■ TASK DESCRIPTION: Please reproduce each of the lines below word for word.

====== RECORDS SUPPLIED

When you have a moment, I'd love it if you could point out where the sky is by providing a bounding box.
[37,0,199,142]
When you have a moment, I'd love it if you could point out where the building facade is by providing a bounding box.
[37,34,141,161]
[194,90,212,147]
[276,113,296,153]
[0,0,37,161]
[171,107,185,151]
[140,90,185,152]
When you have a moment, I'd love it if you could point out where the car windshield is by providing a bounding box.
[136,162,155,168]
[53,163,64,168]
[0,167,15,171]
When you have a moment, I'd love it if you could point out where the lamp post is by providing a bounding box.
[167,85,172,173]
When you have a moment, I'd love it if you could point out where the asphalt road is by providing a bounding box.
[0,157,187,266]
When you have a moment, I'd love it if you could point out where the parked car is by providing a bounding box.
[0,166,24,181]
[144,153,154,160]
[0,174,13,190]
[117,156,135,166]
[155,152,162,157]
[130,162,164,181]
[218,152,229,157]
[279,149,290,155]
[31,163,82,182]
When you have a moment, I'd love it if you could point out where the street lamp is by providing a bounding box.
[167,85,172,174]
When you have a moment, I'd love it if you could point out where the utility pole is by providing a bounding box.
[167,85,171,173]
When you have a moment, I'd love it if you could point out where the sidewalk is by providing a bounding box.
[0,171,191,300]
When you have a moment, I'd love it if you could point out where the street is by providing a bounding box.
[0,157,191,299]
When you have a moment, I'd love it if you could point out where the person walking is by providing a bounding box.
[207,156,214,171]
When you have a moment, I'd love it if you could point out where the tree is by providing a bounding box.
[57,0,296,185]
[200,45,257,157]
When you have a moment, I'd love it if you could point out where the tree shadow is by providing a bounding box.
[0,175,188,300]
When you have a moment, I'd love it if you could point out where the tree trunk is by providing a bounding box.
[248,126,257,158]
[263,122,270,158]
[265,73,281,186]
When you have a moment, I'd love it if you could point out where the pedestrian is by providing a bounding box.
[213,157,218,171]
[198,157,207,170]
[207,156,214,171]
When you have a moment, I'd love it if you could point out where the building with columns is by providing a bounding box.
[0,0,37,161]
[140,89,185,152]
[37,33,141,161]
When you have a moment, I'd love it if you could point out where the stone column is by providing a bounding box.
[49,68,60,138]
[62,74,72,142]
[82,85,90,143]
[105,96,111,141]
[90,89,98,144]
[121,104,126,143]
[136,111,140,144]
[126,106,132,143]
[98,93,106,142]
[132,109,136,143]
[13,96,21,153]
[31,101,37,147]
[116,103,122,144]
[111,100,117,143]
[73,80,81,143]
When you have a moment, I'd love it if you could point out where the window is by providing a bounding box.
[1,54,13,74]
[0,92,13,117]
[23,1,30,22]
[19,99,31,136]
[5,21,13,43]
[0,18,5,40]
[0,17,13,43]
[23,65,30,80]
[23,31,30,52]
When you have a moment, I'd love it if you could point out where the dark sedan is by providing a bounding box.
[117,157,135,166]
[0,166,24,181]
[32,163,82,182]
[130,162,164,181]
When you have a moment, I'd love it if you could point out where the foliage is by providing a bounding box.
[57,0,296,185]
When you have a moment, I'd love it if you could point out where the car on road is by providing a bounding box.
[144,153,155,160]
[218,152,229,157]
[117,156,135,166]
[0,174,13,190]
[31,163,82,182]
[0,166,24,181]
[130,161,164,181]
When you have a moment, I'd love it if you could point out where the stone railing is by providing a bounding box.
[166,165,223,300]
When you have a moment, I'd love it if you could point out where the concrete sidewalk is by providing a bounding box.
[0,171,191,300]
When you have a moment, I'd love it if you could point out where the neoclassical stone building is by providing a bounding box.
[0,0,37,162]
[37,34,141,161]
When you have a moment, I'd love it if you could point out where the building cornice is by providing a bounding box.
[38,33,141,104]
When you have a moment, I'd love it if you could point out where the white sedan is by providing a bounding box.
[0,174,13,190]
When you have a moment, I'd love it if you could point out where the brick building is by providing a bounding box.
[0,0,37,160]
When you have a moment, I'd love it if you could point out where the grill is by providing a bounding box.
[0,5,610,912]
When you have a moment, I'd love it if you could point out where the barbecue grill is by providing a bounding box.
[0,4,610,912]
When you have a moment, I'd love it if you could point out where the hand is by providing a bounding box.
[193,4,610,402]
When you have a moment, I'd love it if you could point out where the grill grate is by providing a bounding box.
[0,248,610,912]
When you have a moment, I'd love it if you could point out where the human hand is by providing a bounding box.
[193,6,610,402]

============

■ COMPLETED TASK:
When you have a moment, I'd love it if you could point out where the sky is by providing a bounding box.
[37,0,199,142]
When you have a moment, I'd love it if you could point out where the building facade is by providing a bounding box.
[37,34,141,161]
[194,90,212,147]
[276,113,296,153]
[0,0,37,161]
[171,107,185,151]
[140,90,185,152]
When you have a moment, I'd love it if you could point out where the car windshield is by providing a bounding box.
[136,162,155,168]
[53,163,64,168]
[0,167,15,171]
When you have a moment, I'd love it if you could point out where the lamp post is by providing a bounding box.
[167,85,172,173]
When you have a moment, I'd love it if you could point out where the asphalt road is by providing a bounding box.
[0,157,187,266]
When you have a moment, I'd love it if you could point out where the parked car is by providing a bounding box.
[0,166,24,181]
[144,153,154,160]
[0,174,13,190]
[117,156,135,166]
[155,152,162,157]
[130,162,164,181]
[218,152,229,157]
[279,149,290,155]
[31,163,82,182]
When you have a moment, I'd love it if you could point out where the street lamp is by providing a bounding box.
[167,85,172,174]
When you have a moment, I'd love it if you could point out where the utility pole is by providing a bounding box.
[167,85,171,173]
When you have a moment, I'd love it if you could point out where the sidewalk is by providing a bounding box.
[0,171,191,300]
When you have a moment, I'd love it if you could point out where the street is by providing a bounding box.
[0,157,191,299]
When you have a moment, I'd love it if you could point out where the person walking is by providing a bounding box.
[207,156,214,171]
When you have a moment, I'd love it if you could point out where the tree is by providing a bounding box.
[57,0,296,185]
[200,45,257,157]
When you have a moment, I'd love it if you could point out where the tree shadow is by providing a bounding box.
[0,175,188,300]
When you have a moment, I'd love it if you could point out where the tree trunk is by providing a bounding box.
[248,126,257,158]
[263,122,270,158]
[265,73,281,186]
When you have a moment, I'd love it if you could point out where the pedestrian is by providing a bounding box.
[213,157,218,171]
[198,157,207,170]
[207,156,214,171]
When you have a moment, I'd love it if you could point out where the building with columns is by providing a bounding box.
[0,0,37,161]
[140,89,185,152]
[37,33,141,161]
When you have a moment, I'd love it if you could point out where the stone column is by providing a bounding box.
[49,68,60,138]
[62,74,72,142]
[82,85,90,143]
[105,96,111,141]
[90,89,98,144]
[121,104,126,143]
[136,111,140,144]
[126,106,132,143]
[98,93,106,142]
[132,109,136,143]
[13,96,21,153]
[31,101,37,147]
[116,103,122,144]
[111,100,117,143]
[73,80,81,143]
When you have a moment, I'd love it if you could point out where the window is by providing a bounding box.
[1,54,13,74]
[0,92,13,117]
[23,1,30,22]
[19,99,31,136]
[5,21,13,43]
[0,18,5,40]
[0,17,13,43]
[23,65,30,80]
[23,31,30,52]
When you have a moment, I'd love it if you could point out where the dark sedan is by providing a bounding box.
[117,157,135,166]
[0,166,24,181]
[32,163,82,182]
[130,162,164,181]
When you have a moment, I'd love it if you could point out where the foliage is by providing a bounding box.
[57,0,296,185]
When you have a moment, I'd love it if you could point out where the car on road is by providing a bounding box.
[144,153,155,160]
[218,152,229,157]
[117,156,135,166]
[0,174,13,190]
[31,163,82,182]
[0,166,24,181]
[130,161,164,181]
When you have a moment, I'd love it if you could point out where the stone railing is by providing a bounding box.
[166,165,223,300]
When you have a moment, I'd love it if you could point out where the concrete sidewalk is by providing a bounding box.
[0,171,191,300]
When you have a moment, I'd love it if you could point out where the neoclassical stone building is by providing a bounding box.
[0,0,37,162]
[37,34,141,161]
When you have a moment, I'd love it if you could point out where the building cornice is by providing a bounding box.
[38,33,141,104]
When you have a moment, I'd love it if you could point out where the white sedan is by providing a bounding box.
[0,174,13,190]
When you have a moment, I'd love it if you could point out where the brick building is by providing a bounding box.
[0,0,37,160]
When you have a moment, I'd love it if you could point out where the grill is by providing a bounding box.
[0,5,610,912]
When you have a moment, I'd love it if you could point out where the barbecue grill is by providing a bounding box.
[0,4,610,912]
When you have a moment, I'd love it if you could point out where the hand is by providing a bounding box.
[193,4,610,402]
When you have a moment, I'd love it if you could point out where the grill grate is by providing a bounding box.
[0,248,610,912]
When you have a moment, I'd love it if you could point out where the human hand is by providing a bounding box.
[193,6,610,402]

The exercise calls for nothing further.